Which of the lines below contain the string "above"? Pull each one out of the data.
==== Dataset records
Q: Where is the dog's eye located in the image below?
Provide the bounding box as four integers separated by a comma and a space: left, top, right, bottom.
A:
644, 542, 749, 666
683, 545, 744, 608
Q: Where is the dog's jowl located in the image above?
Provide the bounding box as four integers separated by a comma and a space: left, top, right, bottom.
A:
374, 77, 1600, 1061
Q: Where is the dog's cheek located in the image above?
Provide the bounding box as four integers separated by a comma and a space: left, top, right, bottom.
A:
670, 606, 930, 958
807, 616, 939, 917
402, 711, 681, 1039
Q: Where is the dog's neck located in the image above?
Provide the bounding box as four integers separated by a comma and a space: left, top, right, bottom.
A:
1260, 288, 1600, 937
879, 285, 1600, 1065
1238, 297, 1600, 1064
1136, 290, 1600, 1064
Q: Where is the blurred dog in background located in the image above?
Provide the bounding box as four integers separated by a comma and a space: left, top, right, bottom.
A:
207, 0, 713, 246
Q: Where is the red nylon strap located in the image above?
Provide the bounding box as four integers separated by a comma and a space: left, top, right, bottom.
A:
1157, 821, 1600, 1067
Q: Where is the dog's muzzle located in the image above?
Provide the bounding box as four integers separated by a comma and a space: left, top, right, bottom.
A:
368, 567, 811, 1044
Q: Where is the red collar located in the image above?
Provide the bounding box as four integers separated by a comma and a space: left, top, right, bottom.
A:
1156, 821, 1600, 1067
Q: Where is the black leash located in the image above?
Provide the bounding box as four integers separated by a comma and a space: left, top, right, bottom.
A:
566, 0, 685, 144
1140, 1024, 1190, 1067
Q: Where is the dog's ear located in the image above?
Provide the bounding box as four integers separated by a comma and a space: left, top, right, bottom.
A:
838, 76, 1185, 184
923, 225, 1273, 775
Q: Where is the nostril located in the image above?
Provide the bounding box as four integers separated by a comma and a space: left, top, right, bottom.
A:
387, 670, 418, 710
========
:: Exercise output ::
Q: Where is the dog's jowl located in the image above?
Q: Where is the dog's cheek located in the image above?
Q: Where is the dog's neck located in the image above?
Q: Where is the blurred dog in background located in the image above?
Q: Where is the red nylon strap located in the image above?
Q: Where is the dog's muzzle located in the image above?
Q: Where is the red collar located in the image above?
Q: Where is the black leash located in the image above?
Q: Where is the dog's ear located in the image above?
Q: Where is the nostril located in the image above?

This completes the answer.